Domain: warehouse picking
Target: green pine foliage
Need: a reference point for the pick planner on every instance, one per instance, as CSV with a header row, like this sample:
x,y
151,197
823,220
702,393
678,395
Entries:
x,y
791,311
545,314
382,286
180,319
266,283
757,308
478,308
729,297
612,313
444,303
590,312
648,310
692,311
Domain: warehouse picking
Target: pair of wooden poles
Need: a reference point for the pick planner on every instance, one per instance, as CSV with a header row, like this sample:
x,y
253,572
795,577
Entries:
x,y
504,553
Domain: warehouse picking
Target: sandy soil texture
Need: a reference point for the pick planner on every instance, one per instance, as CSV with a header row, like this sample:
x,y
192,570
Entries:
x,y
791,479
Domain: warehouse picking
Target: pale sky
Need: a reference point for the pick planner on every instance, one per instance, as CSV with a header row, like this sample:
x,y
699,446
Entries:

________________

## Set exercise
Reproduce every one of the records above line for line, with no changes.

## Output
Domain: warehouse picking
Target: green pine foliage
Need: a reference point for the pick planner on every instance, one per instance, as CSV with a header row, like this sample:
x,y
151,197
823,220
702,393
678,395
Entries:
x,y
791,311
545,314
382,286
180,319
266,283
757,308
478,308
729,297
612,313
444,303
590,312
648,310
692,311
Domain: warehouse picking
Target: pair of wooden poles
Need: a reference point for the pick planner on every instance, one per instance, as CSV with a header row, like this sample:
x,y
253,572
795,577
Entries:
x,y
504,553
Domain: warehouse picking
Target: sandy soil texture
Need: a reference point for the pick planner on every instance, one per instance, as CSV with a header row, like this sample:
x,y
192,570
Entries:
x,y
791,479
Domain: warehouse picking
Target: pale sky
Need: a reference point for the pick planner on every instance, one per instance, as CSV with a header row, like this sample:
x,y
699,446
Entries:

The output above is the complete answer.